*The input*.

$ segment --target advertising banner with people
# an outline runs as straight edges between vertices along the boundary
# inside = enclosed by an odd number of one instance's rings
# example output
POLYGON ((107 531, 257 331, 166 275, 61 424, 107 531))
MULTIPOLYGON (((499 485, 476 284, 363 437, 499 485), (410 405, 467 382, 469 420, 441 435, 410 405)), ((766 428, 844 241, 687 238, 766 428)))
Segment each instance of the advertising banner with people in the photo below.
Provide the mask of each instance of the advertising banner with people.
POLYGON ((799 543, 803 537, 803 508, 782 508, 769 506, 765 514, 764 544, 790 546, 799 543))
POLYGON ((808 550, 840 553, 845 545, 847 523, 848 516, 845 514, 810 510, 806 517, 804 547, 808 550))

*Aim of the task*. Rewrite the lines above, starting at the first one and ending at the line containing "MULTIPOLYGON (((499 485, 476". Swap "vertices" for "corner points" and keep everything else unchanged.

*Exercise result*.
$ segment --target advertising banner with people
# an outline runs as straight edges between corner points along the boundary
# inside = enclosed by an odd number of one instance's rings
# example output
POLYGON ((107 531, 257 331, 166 275, 61 424, 107 531))
MULTIPOLYGON (((499 485, 476 284, 363 437, 499 485), (410 405, 467 382, 469 420, 441 435, 410 405)), ((766 428, 844 241, 687 238, 766 428)))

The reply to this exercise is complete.